I began this quilt in winter soon after the Journal Quilt rules for 2007 were announced. I wanted to make a piece that would carry me through the year, showing the progress of the seasons in a single small quilt. In the winter sometimes the snow will cover the world like a blanket then slowly melt away revealing whatever is underneath. I worked with needle felting and a variety of fibers to create a fallen tree sticking through the snow. Angelina fibers give the snow covered areas that subtle shine of crystal that sometimes happens when the snow melts, refreezes and gets touched once again by the weak winter sun.
Spring comes, first heralded by the crocus poking out of the bare ground, or sometimes sticking their heads out through the snow. The crocus are followed by daffodils. Ferns in the spring are tightly curled. As the weather warms, they uncurl. The tiny flowers and ferns were made by thread painting on Solvy.
Early summer brings lush green fields. When I look at distant mountains, I can see lone trees standing and casting their shadows on the ground.
Throughout each season the evergreens tower over a panorama of change. A large tree grows on the left side of the quilt with needle lace boughs hanging above. I anticipate with pleasure the fall foliage to come when the mountains are ablaze with bright colors of orange, red and gold, each day different until the leaves drop off and are gone. As autumn turns to winter, the cycle of the seasons begins again.

•••

- _WRITTEN REQUEST_:
Answer these questions using the quilt description above:
1. What gives the snow-covered areas their subtle shine?
2. By what technique were the tiny flowers and ferns made?
3. What hangs above the large tree on the left side of the quilt?

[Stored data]
•••

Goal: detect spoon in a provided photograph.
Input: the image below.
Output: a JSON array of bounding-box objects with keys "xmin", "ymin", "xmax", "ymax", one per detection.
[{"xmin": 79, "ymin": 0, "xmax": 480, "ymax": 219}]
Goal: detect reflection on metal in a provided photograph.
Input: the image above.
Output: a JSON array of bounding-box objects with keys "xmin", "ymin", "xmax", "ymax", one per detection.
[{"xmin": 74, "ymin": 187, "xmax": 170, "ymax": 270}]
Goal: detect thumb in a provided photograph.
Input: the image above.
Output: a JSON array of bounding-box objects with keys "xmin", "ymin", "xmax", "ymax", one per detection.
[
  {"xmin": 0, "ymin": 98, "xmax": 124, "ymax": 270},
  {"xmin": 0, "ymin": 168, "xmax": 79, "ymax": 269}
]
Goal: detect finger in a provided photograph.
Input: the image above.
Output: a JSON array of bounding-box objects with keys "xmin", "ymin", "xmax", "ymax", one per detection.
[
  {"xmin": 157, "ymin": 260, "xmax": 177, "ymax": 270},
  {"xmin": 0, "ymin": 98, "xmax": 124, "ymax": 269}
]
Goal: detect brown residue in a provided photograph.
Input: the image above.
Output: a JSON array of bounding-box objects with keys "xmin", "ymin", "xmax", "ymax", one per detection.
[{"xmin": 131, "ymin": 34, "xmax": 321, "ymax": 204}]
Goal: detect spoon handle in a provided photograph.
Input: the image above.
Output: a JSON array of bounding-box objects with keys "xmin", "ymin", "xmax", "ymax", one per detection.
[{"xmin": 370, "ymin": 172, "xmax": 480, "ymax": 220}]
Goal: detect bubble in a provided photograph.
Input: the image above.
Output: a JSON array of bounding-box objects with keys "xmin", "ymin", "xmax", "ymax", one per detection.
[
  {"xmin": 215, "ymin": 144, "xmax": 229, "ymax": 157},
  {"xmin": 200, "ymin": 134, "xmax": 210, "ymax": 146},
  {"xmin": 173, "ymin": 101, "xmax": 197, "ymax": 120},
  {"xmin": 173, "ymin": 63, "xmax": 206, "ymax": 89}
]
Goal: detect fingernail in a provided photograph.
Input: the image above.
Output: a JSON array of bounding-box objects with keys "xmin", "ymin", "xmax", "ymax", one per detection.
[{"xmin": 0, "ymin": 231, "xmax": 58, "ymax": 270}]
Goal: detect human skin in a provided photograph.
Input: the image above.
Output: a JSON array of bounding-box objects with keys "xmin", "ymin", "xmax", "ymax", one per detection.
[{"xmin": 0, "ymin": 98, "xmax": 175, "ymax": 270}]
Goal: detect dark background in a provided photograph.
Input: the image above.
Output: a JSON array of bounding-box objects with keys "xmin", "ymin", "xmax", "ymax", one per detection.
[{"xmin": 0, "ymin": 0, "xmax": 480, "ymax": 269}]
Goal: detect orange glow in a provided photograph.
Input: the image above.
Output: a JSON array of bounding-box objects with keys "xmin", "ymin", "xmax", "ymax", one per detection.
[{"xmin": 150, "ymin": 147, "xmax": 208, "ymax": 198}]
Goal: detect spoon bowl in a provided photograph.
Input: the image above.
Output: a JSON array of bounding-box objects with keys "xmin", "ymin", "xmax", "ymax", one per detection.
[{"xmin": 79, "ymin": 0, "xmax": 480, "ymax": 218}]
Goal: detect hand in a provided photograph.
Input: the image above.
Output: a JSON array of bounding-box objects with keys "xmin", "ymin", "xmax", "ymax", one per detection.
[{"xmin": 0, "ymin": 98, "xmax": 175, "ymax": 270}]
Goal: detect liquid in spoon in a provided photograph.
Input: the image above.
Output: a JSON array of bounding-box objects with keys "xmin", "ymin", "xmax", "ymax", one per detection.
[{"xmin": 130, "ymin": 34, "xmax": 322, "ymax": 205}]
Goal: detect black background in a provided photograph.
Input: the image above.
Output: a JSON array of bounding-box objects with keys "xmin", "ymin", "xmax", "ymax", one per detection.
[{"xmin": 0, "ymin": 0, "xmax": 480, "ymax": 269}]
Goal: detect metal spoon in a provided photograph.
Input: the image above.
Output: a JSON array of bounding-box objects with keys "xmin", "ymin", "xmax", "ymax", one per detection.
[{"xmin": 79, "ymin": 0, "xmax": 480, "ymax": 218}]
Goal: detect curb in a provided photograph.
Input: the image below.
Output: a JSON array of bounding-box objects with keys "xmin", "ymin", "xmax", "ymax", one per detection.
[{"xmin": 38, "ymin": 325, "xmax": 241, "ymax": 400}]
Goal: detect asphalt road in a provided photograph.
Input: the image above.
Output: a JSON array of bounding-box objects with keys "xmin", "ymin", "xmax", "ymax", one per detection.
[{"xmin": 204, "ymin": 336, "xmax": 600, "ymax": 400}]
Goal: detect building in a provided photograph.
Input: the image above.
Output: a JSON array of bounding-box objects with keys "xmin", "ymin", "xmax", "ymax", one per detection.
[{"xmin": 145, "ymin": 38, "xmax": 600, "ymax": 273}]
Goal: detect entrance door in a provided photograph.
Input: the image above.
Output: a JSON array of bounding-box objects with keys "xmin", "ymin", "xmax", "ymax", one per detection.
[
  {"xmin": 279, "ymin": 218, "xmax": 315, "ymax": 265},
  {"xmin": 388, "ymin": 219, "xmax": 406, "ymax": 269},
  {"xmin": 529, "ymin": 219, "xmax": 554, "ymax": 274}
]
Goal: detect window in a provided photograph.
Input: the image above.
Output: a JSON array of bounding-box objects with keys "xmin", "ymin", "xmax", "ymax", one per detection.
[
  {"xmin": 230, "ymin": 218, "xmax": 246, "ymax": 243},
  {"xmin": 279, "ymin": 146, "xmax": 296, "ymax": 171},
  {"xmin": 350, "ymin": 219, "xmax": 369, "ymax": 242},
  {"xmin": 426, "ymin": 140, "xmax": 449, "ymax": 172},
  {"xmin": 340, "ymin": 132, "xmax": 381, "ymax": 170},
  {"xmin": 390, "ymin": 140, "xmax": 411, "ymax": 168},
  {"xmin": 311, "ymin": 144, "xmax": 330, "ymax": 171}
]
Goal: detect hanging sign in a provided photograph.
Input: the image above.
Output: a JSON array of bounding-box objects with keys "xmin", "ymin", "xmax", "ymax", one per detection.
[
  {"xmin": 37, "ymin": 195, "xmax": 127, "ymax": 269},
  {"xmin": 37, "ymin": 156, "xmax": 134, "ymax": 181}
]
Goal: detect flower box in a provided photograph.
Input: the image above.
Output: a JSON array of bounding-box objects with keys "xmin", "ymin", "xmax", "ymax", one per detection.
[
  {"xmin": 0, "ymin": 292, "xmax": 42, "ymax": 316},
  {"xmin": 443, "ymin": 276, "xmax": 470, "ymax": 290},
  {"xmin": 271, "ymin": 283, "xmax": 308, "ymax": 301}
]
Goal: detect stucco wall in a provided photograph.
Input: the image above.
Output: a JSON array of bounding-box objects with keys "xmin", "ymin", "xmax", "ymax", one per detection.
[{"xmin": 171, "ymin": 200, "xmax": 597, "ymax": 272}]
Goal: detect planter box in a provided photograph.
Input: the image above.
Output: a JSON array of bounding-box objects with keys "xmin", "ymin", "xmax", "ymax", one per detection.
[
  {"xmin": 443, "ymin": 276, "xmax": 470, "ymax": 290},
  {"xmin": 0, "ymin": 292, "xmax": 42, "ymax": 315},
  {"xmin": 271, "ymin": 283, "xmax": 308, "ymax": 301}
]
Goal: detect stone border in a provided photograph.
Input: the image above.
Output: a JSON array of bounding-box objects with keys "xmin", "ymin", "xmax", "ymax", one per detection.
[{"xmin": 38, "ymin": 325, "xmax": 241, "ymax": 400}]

•••

- _FULL SOLUTION_:
1. Angelina fibers.
2. Thread painting on Solvy.
3. Needle lace boughs.